(PROVIDED TEXT):
++++++++
Goal Setting for Pain Rehabilitation

“Goal Setting for Pain Rehabilitation” is part of a series of six Whole Health tools designed to assist clinicians who want to enhance Veteran’s chronic pain self-management skills.  For additional information, see also the other materials in “Self-Management of Chronic Pain.”

Instructions for Clinicians

The importance of goal setting

It is very common for people with chronic pain to feel overwhelmed and isolated because of their condition.  They often use ineffective coping patterns and decrease their activity levels.  They may become preoccupied with the single goal of decreasing their pain, spending a lot of time and resources trying to do so.  Having pain reduction as a solitary goal puts people at risk for frustration, depression, and decreased participation in care.[1]  It is important to help patients recognize that pain may or may not improve, but their level of functioning and management of their condition most definitely can.

Chronic pain requires day-to-day management by each person affected by it, and clinicians are in a unique position to educate and prescribe self-management approaches for them.  Some approaches include having patients set functional goals and encouraging them to work on improving their quality of their life despite their pain.

Goal setting approaches have been shown to increase patients’ progress toward mutually agreed upon goals and to foster adherence to physicians’ recommendations.[2][3]  Goal setting helps create a successful individualized pain rehabilitation plan[2][3] and improves physician-patient communication.[4]

Time is limited during visits, but it is important to make goal setting with chronic pain patients a priority.  Collaboratively setting goals with patients’ input leads to higher compliance than provider-mandated goals.[5] A clear, agreed upon treatment plan with concrete tasks to accomplish between appointments will assist the patient in moving forward.  Goal setting is a tool that encourages patient accountability, fosters their self-efficacy through development of active coping strategies, and allows them to gain some control over their condition.  It allows clinicians to monitor the patient’s progress and determine whether continued treatment is warranted.  Goal setting also provides opportunities for clinician feedback on goal completion and such feedback reinforces future goal setting.[6]

How to set goals with patients

By teaching patients a process for setting goals, clinicians can help them achieve small successes that they can use to rebuild their lives.  Begin setting goals with them the first time you meet them and follow-up on their progress in subsequent appointments.
++++++++
(TASK GOAL): In the goal-setting text, what leads to higher compliance than goals the provider mandates?

(LISTED RECORDS):
++++++++
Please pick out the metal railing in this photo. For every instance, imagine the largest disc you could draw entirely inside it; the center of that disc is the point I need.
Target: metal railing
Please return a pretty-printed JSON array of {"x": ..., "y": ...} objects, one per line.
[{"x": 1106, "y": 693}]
++++++++
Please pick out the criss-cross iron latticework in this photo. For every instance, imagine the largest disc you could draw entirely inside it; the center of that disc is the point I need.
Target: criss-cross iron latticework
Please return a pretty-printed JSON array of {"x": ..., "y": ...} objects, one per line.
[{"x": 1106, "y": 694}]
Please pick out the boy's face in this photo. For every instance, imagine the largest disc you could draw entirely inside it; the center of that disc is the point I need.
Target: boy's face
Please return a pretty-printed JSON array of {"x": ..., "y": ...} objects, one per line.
++++++++
(EXPECTED ANSWER): Setting goals collaboratively with the patients' input.